◆ Directives:
**1)** Answer these from the ZFS forum thread, one line each:
(a) What tool did the first poster name for poking around the raw device?
(b) In the quoted passage on scrubs, what does a scrub verify?
(c) Which two filesystems does mustache_kimono name when doubting that fsck would do better?
**2)** From the ZFS forum thread, pull out everything from "A loooong time" down to "stopped trusting zfs.", copied word for word.

◆ Source passage:
-- Start --

A loooong time age (OpenSolaris days) I had a system that had corrupted its zfs. No fsck was available because the developers claimed (maybe still do) that it's unnecessary.

I had to poke around the raw device (with dd and such) to restore the primary superblock with one of the copies (that zfs keeps in different locations on the device). So clearly the zfs devs thought about the possibility of a corrupt superblock, but didn't feel the need to provide a tool to compare the superblocks and restore one from the other copies. That was the point when I stopped trusting zfs.

Such arrogance…

mustache_kimono 4 hours ago

    "Scrubs differ significantly from traditional filesystem checks. Tools such as fsck or chkdsk examine logical structures and attempt to repair inconsistencies related to directory trees, allocation maps, reference counts, and other metadata relationships. ZFS does not need to perform these operations during normal scrubs because its transactional design ensures metadata consistency. Every transaction group moves the filesystem from one valid state to another. The scrub verifies the correctness of the data and metadata at the block level, not logical relationships."

> ZFS scrubs do not check filesystem objects for correctness and consistency; it only checks that they have the expected checksum and so have not become corrupted due to disk errors or other problems

A scrub literally reads the object from disk. And, for each block, the checksums are read up the tree. The object is therefore guaranteed to be correct and consistent at least re: the tree of blocks written.

> Unfortunately it's possible for ZFS bugs and issues to give you filesystem objects that have problems

Can you give a more concrete example of what you mean? It sounds like you have some experience with ZFS, but "ZFS doesn't have an fsck" is also some truly ancient FUD, so you will forgive my skepticism.

I'm willing to believe that you request an object and ZFS cannot return that object because of ... a checksum error or a read error in a single disk configuration, but what I have never seen is a scrub that indicates everything is fine, and then reads which don't return an object (because scrubs are just reads themselves?).

Now, are things like pool metadata corruption possible in ZFS? Yes, certainly. I'm just not sure fsck would or could help you out of the same jam if you were using XFS or ext4. AFAIK fsck may repair inconsistencies but I'm not sure it can repair metadata any better than ZFS can?

[-]

agapon 3 hours ago

Generally, it's possible to have data which is not corrupted but which is logically inconsistent (incorrect).

-- End --

◆ Source excerpt:
-- Start --

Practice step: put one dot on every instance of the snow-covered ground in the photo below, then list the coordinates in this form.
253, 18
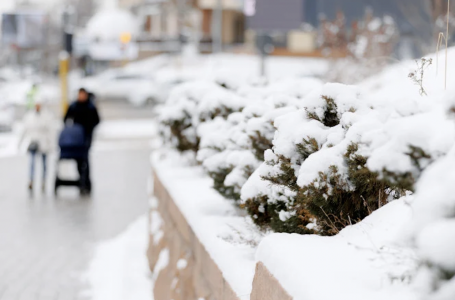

-- End --

◆ Solutions:
**1)**
(a) dd
(b) The correctness of the data and metadata at the block level, not logical relationships.
(c) XFS and ext4

**2)**
A loooong time age (OpenSolaris days) I had a system that had corrupted its zfs. No fsck was available because the developers claimed (maybe still do) that it's unnecessary.

I had to poke around the raw device (with dd and such) to restore the primary superblock with one of the copies (that zfs keeps in different locations on the device). So clearly the zfs devs thought about the possibility of a corrupt superblock, but didn't feel the need to provide a tool to compare the superblocks and restore one from the other copies. That was the point when I stopped trusting zfs.